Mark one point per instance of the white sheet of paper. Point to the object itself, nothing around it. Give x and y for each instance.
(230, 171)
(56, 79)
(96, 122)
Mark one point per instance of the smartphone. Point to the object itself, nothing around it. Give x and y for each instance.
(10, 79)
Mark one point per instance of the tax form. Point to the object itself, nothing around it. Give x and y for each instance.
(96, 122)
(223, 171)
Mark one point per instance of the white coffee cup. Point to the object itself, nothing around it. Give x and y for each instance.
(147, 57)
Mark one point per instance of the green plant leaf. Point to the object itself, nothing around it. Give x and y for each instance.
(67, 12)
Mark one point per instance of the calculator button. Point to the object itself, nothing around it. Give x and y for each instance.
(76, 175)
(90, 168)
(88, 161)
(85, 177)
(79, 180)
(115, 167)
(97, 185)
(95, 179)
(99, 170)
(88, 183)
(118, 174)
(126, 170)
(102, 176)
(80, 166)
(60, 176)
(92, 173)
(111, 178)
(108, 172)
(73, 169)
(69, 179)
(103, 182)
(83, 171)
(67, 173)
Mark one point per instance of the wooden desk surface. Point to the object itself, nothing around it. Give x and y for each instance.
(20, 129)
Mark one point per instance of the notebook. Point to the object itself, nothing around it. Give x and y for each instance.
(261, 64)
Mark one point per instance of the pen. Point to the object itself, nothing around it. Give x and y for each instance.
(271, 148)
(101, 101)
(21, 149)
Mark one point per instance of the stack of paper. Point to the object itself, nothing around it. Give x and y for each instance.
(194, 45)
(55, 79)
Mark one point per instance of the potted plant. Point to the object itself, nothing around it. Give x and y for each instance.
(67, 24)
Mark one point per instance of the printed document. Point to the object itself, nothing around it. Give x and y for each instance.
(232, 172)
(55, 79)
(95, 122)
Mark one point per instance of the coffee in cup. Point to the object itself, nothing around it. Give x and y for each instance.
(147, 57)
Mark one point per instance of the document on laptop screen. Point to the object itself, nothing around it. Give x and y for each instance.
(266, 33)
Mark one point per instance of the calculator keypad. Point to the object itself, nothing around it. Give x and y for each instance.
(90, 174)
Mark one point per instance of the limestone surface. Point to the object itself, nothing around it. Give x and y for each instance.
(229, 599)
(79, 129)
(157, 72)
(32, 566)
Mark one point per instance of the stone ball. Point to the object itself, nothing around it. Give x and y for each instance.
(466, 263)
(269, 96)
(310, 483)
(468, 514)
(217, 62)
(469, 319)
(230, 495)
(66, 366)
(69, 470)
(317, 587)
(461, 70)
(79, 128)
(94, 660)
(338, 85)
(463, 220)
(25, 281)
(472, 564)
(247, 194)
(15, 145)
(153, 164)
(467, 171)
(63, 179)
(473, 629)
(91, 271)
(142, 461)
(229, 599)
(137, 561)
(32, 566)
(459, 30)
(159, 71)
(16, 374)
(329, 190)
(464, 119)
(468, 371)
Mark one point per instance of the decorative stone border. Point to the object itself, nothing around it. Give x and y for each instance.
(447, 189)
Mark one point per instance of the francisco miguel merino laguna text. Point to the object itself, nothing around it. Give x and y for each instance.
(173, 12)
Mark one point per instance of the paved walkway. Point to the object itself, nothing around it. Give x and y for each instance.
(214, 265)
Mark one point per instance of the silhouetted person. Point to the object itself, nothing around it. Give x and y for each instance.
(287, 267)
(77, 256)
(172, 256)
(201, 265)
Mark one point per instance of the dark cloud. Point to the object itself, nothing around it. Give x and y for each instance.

· · · · ·

> Work item
Your reply should consist of the records, copied exactly.

> Answer to this problem
Mark one point per instance of the white sheet of paper. Point to the object itself, nothing around it. Give x and y for each instance.
(230, 171)
(56, 79)
(96, 122)
Mark one point per instance of the smartphone. Point to the object itself, nothing around it. Give x and y for each instance.
(10, 79)
Mark one point per instance of the tax form. Point to the object itself, nothing around it. Give x and y for each instance.
(96, 122)
(223, 171)
Mark one point per instance of the white coffee cup. Point to the object itself, nothing around it. Give x and y for each instance.
(147, 57)
Mark one point per instance of the green plant leaf. Point to the object itself, nothing around it. Give x and y for each instance.
(67, 12)
Mark one point per instance of the calculator button. Point to the object itself, nothing around it. Give x and y for each instance.
(76, 175)
(90, 168)
(88, 161)
(85, 177)
(79, 180)
(115, 167)
(97, 185)
(95, 179)
(99, 170)
(88, 183)
(118, 174)
(126, 170)
(102, 176)
(80, 166)
(60, 176)
(92, 173)
(111, 178)
(108, 172)
(73, 169)
(69, 179)
(103, 182)
(83, 171)
(67, 173)
Mark one point per instance of the wooden desk surface. Point to the object itself, nothing around it. Give x and y for each instance.
(20, 129)
Mark one point per instance of the notebook. Point to the object itself, nothing around it. Give x and y for each instance.
(261, 64)
Mark one point per instance of the pen. Point to the object itself, nothing around it. Give x and y for each instance.
(271, 148)
(101, 101)
(21, 149)
Mark one point per instance of the stack of paper. Point to the object itself, nothing around it. Give x and y for each instance.
(194, 45)
(55, 79)
Mark one point per instance of the potted plant. Point to the object itself, nothing around it. Give x and y for each instance.
(67, 24)
Mark one point per instance of the printed document. Point to the object itself, nothing around it. Give x and y for each instance.
(232, 172)
(55, 79)
(95, 122)
Mark one point per instance of the coffee in cup. Point to the object itself, nothing around it. Give x and y for each instance.
(147, 57)
Mark one point per instance of the document on laptop screen. Point to the object itself, nothing around it. Give x and y for each instance.
(266, 33)
Mark one point per instance of the calculator keypad. Point to the object itself, nothing around it. Give x and y for each instance.
(90, 174)
Mark one point per instance of the limestone surface. Point to the object itself, nothing around it. Give x and y for each instance.
(229, 599)
(79, 129)
(157, 72)
(32, 566)
Mark one point per instance of the stone ball. Point to the object itself, nothing around it. Give x and y for each instance.
(466, 263)
(269, 96)
(310, 483)
(468, 514)
(217, 62)
(469, 319)
(230, 495)
(66, 366)
(69, 470)
(317, 587)
(461, 70)
(79, 128)
(94, 660)
(338, 85)
(463, 220)
(25, 281)
(472, 564)
(247, 194)
(15, 145)
(153, 164)
(467, 171)
(63, 179)
(473, 629)
(91, 271)
(142, 461)
(229, 599)
(137, 561)
(32, 566)
(459, 30)
(159, 71)
(16, 374)
(329, 190)
(464, 119)
(468, 371)
Mark one point per instance of the decorative stone border. Point to the object itself, nothing around it. Give x and y for each instance.
(447, 189)
Mark one point per instance of the francisco miguel merino laguna text. Point to the object itself, nothing around it. Give x and y for each instance.
(173, 12)
Mark one point per instance of the paved walkway. Point to the object itself, nothing around it. Give x and y for each instance.
(214, 265)
Mark one point per instance of the silhouetted person. Point to the object itself, nothing around it. Give x and y for each instance.
(287, 267)
(77, 256)
(172, 256)
(201, 265)
Mark one point per instance of the dark cloud. Point to the object itself, nothing around it. Give x and y for each instance.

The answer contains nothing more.